▶ [PROBLEM REQUIREMENTS]
Reproduce word for word everything in the items below from the line containing "261, one pair per line." down to the line containing "column 478, row 115", including both of those lines.

▶ [INPUT MATERIAL]
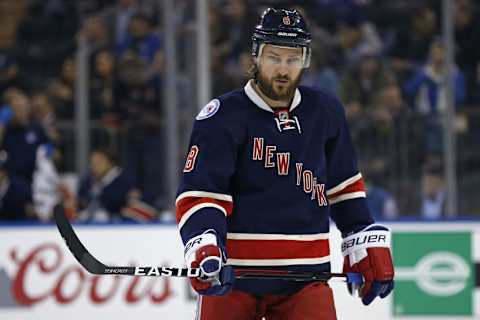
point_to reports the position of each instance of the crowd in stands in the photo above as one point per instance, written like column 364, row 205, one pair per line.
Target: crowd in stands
column 383, row 59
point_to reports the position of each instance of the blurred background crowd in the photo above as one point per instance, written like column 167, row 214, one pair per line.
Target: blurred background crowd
column 384, row 59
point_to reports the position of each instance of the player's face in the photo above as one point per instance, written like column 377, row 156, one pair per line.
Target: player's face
column 279, row 71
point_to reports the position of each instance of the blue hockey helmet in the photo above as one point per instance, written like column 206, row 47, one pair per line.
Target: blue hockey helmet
column 282, row 27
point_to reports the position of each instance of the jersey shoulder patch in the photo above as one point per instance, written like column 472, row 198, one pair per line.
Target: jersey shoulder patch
column 209, row 110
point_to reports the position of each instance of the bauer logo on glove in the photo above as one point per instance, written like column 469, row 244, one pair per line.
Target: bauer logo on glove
column 368, row 252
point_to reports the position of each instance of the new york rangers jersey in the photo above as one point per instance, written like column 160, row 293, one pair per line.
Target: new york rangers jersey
column 269, row 180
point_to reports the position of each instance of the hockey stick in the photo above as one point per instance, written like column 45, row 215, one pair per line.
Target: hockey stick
column 94, row 266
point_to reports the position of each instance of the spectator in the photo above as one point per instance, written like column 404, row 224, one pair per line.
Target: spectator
column 45, row 38
column 433, row 196
column 108, row 193
column 139, row 105
column 61, row 91
column 140, row 40
column 467, row 55
column 320, row 74
column 22, row 136
column 356, row 39
column 102, row 85
column 381, row 203
column 360, row 87
column 15, row 194
column 94, row 31
column 8, row 71
column 48, row 186
column 411, row 46
column 426, row 89
column 118, row 17
column 44, row 114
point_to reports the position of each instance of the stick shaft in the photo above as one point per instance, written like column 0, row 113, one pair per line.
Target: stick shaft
column 94, row 266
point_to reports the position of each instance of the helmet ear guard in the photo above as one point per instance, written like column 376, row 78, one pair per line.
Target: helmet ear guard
column 284, row 28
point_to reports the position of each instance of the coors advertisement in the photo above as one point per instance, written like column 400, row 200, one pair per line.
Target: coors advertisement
column 39, row 278
column 436, row 269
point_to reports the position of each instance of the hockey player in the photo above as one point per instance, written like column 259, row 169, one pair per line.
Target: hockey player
column 268, row 166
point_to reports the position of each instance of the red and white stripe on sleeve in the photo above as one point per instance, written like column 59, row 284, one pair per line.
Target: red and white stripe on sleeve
column 351, row 188
column 190, row 202
column 248, row 249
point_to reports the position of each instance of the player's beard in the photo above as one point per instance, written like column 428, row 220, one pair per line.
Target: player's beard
column 272, row 91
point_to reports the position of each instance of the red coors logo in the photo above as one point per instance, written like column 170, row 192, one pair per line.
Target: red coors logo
column 39, row 263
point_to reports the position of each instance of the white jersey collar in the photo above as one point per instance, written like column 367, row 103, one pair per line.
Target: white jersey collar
column 253, row 95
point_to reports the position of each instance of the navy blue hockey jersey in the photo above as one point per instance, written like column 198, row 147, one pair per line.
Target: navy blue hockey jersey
column 268, row 181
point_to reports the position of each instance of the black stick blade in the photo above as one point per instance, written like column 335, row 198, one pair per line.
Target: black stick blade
column 73, row 243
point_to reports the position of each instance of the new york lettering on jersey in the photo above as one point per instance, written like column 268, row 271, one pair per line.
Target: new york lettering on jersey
column 246, row 158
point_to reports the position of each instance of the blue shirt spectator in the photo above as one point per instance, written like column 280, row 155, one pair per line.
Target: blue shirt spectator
column 381, row 203
column 140, row 39
column 426, row 88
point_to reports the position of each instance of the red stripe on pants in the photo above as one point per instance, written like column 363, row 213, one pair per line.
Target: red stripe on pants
column 277, row 249
column 315, row 301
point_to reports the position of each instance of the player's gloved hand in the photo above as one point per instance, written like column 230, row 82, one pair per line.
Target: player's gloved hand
column 204, row 252
column 368, row 252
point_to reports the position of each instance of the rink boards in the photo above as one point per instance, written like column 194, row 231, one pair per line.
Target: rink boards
column 436, row 267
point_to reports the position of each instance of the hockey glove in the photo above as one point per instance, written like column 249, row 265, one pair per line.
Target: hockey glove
column 203, row 252
column 368, row 252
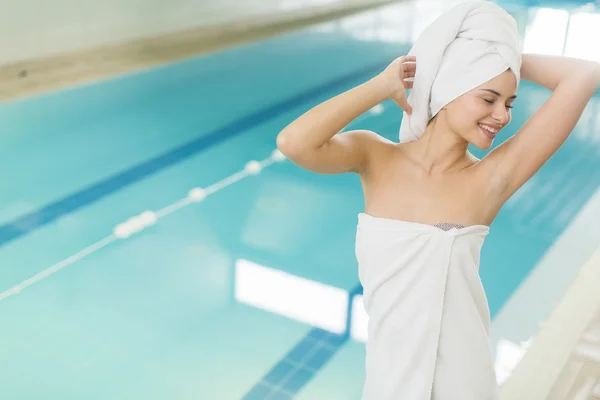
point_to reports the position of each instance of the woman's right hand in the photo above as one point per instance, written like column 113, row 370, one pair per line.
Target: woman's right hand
column 393, row 79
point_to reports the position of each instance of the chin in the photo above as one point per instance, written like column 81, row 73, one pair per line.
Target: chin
column 482, row 143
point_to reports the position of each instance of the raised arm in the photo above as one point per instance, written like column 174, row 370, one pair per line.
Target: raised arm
column 573, row 82
column 312, row 142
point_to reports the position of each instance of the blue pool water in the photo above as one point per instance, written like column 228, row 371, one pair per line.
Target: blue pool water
column 159, row 315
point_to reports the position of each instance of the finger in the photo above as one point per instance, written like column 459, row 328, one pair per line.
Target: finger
column 409, row 67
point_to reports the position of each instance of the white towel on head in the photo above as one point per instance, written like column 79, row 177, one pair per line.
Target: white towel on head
column 465, row 47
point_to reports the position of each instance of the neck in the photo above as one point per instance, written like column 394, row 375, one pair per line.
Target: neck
column 440, row 150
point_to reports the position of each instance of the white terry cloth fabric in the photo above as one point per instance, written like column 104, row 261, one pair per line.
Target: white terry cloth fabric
column 461, row 50
column 428, row 313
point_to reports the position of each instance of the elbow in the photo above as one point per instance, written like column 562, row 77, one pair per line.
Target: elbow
column 286, row 145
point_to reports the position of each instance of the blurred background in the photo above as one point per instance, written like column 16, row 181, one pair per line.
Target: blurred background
column 155, row 245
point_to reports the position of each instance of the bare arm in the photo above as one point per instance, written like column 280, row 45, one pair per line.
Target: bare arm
column 312, row 140
column 573, row 82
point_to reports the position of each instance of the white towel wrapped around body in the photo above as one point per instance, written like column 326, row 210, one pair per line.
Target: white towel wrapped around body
column 428, row 313
column 465, row 47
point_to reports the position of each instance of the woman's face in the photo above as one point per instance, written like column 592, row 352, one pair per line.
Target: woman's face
column 478, row 115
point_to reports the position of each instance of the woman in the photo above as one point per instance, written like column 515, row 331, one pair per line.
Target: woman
column 428, row 201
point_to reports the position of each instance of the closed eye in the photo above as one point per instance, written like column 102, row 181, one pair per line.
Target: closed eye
column 491, row 102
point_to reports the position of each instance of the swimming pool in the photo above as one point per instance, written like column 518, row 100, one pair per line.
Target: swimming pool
column 248, row 293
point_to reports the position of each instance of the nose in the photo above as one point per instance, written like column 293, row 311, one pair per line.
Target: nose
column 501, row 114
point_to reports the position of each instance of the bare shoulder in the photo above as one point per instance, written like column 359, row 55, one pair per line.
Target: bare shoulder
column 351, row 151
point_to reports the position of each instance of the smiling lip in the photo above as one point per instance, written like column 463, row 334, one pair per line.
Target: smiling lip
column 487, row 133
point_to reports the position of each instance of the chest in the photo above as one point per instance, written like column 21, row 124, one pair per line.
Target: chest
column 410, row 195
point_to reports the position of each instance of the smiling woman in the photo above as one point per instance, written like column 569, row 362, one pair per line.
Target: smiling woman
column 427, row 309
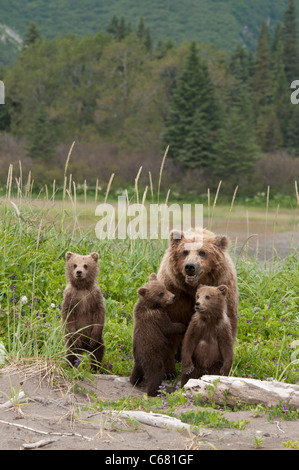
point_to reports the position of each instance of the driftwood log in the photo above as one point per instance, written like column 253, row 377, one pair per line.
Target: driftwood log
column 234, row 390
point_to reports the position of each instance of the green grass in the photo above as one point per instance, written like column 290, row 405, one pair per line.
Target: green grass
column 32, row 266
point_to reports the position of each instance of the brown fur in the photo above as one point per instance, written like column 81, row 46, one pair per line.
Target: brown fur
column 152, row 328
column 212, row 266
column 83, row 311
column 208, row 343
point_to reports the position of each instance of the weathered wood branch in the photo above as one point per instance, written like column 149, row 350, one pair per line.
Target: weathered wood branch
column 152, row 419
column 233, row 390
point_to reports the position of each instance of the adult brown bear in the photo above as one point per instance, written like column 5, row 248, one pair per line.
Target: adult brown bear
column 197, row 256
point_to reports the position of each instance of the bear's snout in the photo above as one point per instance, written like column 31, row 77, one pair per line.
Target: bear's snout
column 190, row 268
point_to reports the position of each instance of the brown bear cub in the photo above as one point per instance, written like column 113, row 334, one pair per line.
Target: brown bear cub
column 152, row 328
column 208, row 343
column 83, row 311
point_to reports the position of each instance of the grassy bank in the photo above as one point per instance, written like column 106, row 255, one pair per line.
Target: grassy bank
column 35, row 236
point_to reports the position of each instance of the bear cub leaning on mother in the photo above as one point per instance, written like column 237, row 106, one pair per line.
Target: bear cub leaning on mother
column 194, row 257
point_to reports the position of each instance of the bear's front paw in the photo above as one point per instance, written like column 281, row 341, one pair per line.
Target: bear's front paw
column 188, row 368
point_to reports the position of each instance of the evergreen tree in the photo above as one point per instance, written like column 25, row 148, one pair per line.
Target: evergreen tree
column 261, row 83
column 41, row 141
column 193, row 115
column 282, row 106
column 236, row 149
column 141, row 28
column 113, row 26
column 32, row 35
column 290, row 42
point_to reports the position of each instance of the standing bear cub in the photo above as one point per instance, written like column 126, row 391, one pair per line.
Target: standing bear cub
column 152, row 329
column 208, row 343
column 83, row 311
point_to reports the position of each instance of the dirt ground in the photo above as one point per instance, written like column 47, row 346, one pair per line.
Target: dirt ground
column 65, row 420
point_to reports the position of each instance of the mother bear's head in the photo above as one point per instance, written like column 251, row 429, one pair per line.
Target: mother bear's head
column 197, row 254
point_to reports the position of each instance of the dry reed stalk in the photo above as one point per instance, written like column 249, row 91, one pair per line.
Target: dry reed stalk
column 70, row 183
column 18, row 186
column 161, row 171
column 28, row 185
column 231, row 208
column 21, row 176
column 108, row 187
column 53, row 191
column 144, row 195
column 214, row 203
column 9, row 181
column 209, row 205
column 274, row 227
column 136, row 184
column 96, row 191
column 151, row 184
column 266, row 222
column 75, row 194
column 296, row 191
column 38, row 235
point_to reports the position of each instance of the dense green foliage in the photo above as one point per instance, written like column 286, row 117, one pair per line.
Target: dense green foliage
column 125, row 96
column 32, row 265
column 213, row 21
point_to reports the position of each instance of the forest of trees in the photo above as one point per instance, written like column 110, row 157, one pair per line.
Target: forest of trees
column 124, row 98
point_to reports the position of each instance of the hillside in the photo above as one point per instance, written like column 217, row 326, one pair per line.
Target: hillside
column 222, row 22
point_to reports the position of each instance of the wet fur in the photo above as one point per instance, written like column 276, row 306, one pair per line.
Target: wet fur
column 152, row 329
column 83, row 311
column 214, row 268
column 208, row 343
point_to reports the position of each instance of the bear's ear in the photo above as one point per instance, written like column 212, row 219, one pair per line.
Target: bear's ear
column 142, row 291
column 175, row 236
column 94, row 256
column 221, row 241
column 223, row 289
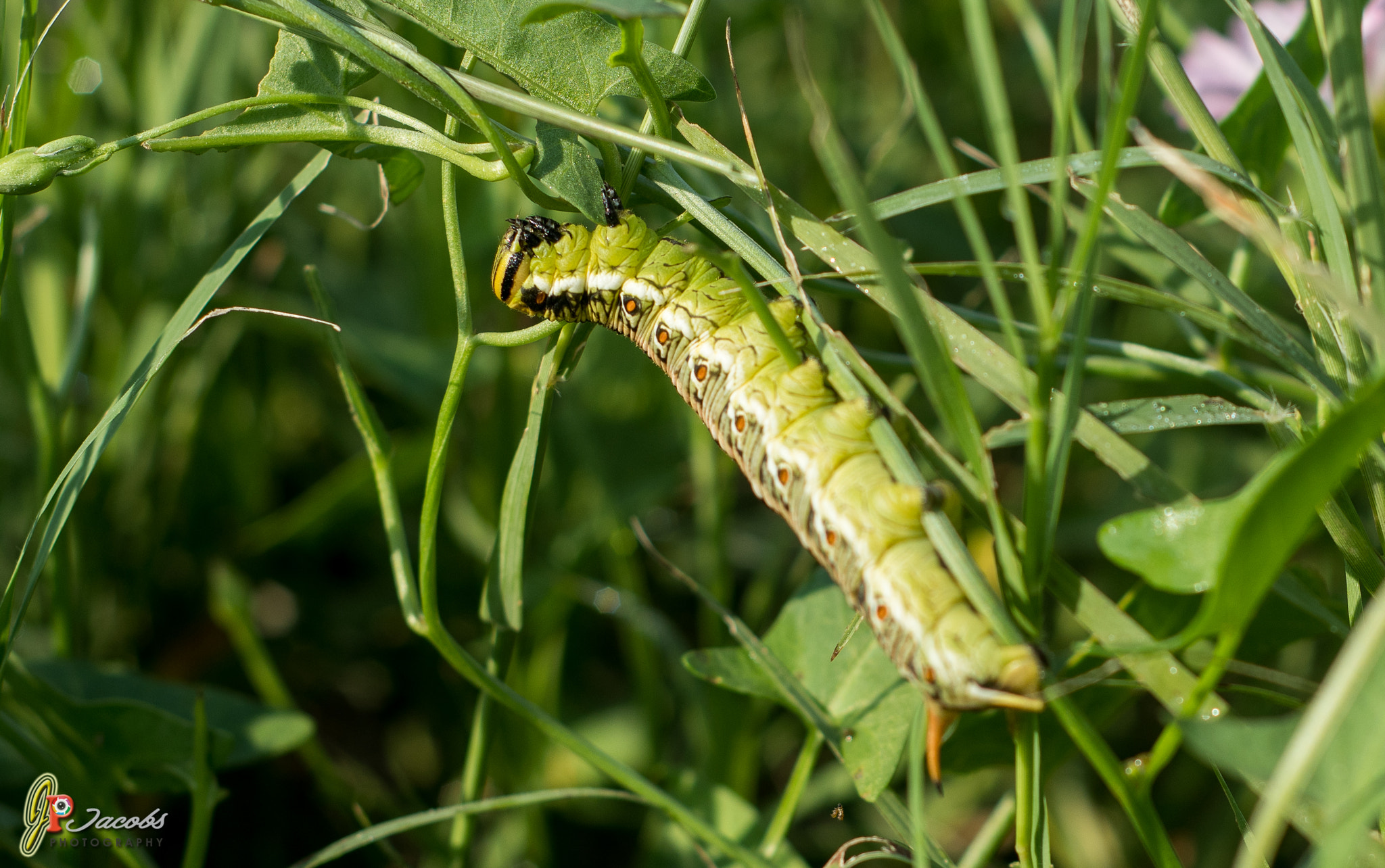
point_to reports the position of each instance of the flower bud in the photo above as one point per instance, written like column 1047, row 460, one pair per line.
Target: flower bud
column 32, row 169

▶ [ANSWER TO THE TASK]
point_to reports the position of each instance of the white terry cloth fabric in the photo above as one point per instance, written like column 104, row 261, one pair per line.
Target: white terry cloth fabric
column 461, row 50
column 428, row 313
point_to reports the position of each instance of the elbow in the photo above as one point per instance, written like column 562, row 77, one pair per line.
Target: elbow
column 286, row 145
point_to reports the position of each instance of the blurred background in the photo above as one point per instance, written like column 16, row 181, one pair per line.
Target: blurred background
column 155, row 245
point_to reports the position of each instance of the bare arm in the photo above as one point per instance, written like column 280, row 45, one pair per line.
Target: bare arm
column 312, row 140
column 573, row 82
point_to reports the position of each instance of the white towel wrapped around body in the photo above as one point per instance, written like column 326, row 210, one pair per line.
Target: white towel wrapped around body
column 428, row 313
column 465, row 47
point_to reports the position of each instance of the woman's face in the photo above as one point per instance, written like column 592, row 352, one pair per line.
Target: woman's face
column 478, row 115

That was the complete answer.